■ Texte de l'exercice
-------------------------
Eh quoi ! interrompt Yami, quel est donc ce frère qui abandonne sa saur ? qui la livre au désespoir ? qui raisonne inutilement pendant que la pauvre Yami se consume ? Que le frère, que Yamâ rapproche son corps de sa sœur, de Yami ! — Non, Yamâ ne rapprochera point son corps du corps de Yami, parce qu’on a déclaré coupable celui qui épouse sa sœur ; que Yami cherche le plaisir avec un autre ! Yamâ, son frère, ne veut point d’elle ! — Oh ! le cruel Yamâ ! Sa sœur ne reconnaît ni son cœur, ni son âme. Hélas ! une autre femme enlacera Yamâ avec sa ceinture, l’embrassera comme la liane embrasse l’arbre dans la forêt.

Cette fermeté de Yamâ résistant à Yami, amoureuse jusqu’à l’inceste, fait l’éloge des Aryas, témoigne de la pureté de leurs mœurs. La femme est admirablement aimée en Sapta-Sindhou ; l’amour qu’elle inspire est ardent, et l’amour qu’elle éprouve, très vif, s’ennoblit par la franchise de l’aveu ; mais la passion est contenue dans de certaines limites, la dignité du corps humain est sauvegardée par l’admiration, ce culte du beau.

Combien de générations aryennes jouiront-elles de la paix obtenue ? Déjà, des ombres passent sur les hymnes joyeux. Çà et là, pointent des ambitions, des regrets, des jalousies, des convoitises. Les chants à Soma rappellent imprudemment les anciennes batailles, alors que le dieu, tel qu’un chef, général d’armées, allait conquérir les vaches du sacrifice, marchant à la tête de ses chars de bataille : Le dieu pontife parmi les Dévas, le plus éclairé des poètes, le plus sage des Richis, devient par la bouche d’un prêtre exalté, semblable au buffle parmi les animaux sauvages, à l’épervier parmi les oiseaux de proie, à la hache parmi les instruments de destruction. La paix est devenue lourde à quelques-uns, que les joies tranquilles impatientent. Cela est déplorable, car les prêtres, s’instruisant, curieux, commençaient à vouloir s’expliquer les manifestations évidentes de divinités douteuses, et leurs observations allaient donner au monde une nouvelle somme de vérités.
-------------------------
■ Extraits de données
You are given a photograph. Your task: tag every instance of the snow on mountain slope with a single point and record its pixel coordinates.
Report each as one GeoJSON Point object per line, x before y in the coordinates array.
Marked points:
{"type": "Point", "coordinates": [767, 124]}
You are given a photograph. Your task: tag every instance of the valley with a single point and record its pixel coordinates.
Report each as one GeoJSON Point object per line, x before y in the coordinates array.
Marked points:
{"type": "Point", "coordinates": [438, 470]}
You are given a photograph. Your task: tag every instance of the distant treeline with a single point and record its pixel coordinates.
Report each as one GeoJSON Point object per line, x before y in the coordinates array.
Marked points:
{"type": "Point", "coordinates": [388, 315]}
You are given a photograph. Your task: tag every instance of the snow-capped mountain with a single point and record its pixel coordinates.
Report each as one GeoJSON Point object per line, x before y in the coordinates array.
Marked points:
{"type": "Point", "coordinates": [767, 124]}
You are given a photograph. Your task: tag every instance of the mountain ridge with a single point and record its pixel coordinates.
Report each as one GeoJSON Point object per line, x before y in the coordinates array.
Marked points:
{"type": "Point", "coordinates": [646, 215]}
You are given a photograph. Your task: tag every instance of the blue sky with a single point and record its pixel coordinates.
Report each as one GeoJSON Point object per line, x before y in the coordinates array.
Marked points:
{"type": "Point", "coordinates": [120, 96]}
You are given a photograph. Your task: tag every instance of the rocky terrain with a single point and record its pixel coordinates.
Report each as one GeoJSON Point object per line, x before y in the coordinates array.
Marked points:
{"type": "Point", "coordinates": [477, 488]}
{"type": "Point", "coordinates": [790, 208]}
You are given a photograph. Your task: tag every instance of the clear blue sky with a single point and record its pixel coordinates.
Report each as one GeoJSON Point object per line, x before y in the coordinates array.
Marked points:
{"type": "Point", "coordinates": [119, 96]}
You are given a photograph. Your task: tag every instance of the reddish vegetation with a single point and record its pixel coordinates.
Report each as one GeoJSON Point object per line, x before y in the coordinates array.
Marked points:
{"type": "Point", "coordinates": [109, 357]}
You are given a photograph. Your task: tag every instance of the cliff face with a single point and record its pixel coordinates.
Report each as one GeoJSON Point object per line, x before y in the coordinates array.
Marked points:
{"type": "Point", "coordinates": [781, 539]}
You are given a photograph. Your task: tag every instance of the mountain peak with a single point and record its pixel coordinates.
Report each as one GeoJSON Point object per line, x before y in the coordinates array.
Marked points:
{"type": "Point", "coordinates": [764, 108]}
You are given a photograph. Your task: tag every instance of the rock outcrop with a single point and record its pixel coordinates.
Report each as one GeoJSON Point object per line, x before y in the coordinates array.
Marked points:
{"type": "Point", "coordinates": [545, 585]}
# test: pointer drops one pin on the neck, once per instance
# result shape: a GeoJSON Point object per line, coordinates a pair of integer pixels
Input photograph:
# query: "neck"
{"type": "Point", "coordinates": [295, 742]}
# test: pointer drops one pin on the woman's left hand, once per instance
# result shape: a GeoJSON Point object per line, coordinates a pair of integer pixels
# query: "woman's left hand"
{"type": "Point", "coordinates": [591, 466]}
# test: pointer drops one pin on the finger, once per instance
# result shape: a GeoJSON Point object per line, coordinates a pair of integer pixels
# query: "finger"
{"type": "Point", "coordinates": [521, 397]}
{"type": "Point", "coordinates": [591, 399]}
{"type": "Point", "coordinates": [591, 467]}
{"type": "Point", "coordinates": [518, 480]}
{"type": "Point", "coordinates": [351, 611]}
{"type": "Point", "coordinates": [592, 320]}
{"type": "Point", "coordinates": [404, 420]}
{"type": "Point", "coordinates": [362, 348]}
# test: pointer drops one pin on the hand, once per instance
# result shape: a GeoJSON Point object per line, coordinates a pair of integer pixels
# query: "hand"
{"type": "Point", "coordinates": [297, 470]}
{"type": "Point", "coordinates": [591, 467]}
-------------------------
■ Consigne
Réécrivez le texte sur les Aryas en partant des mots « Cette fermeté de » et en vous arrêtant après « culte du beau. ». Remplacez « admirablement » par « tendrement ».

■ Réponse rédigée
Cette fermeté de Yamâ résistant à Yami, amoureuse jusqu’à l’inceste, fait l’éloge des Aryas, témoigne de la pureté de leurs mœurs. La femme est tendrement aimée en Sapta-Sindhou ; l’amour qu’elle inspire est ardent, et l’amour qu’elle éprouve, très vif, s’ennoblit par la franchise de l’aveu ; mais la passion est contenue dans de certaines limites, la dignité du corps humain est sauvegardée par l’admiration, ce culte du beau.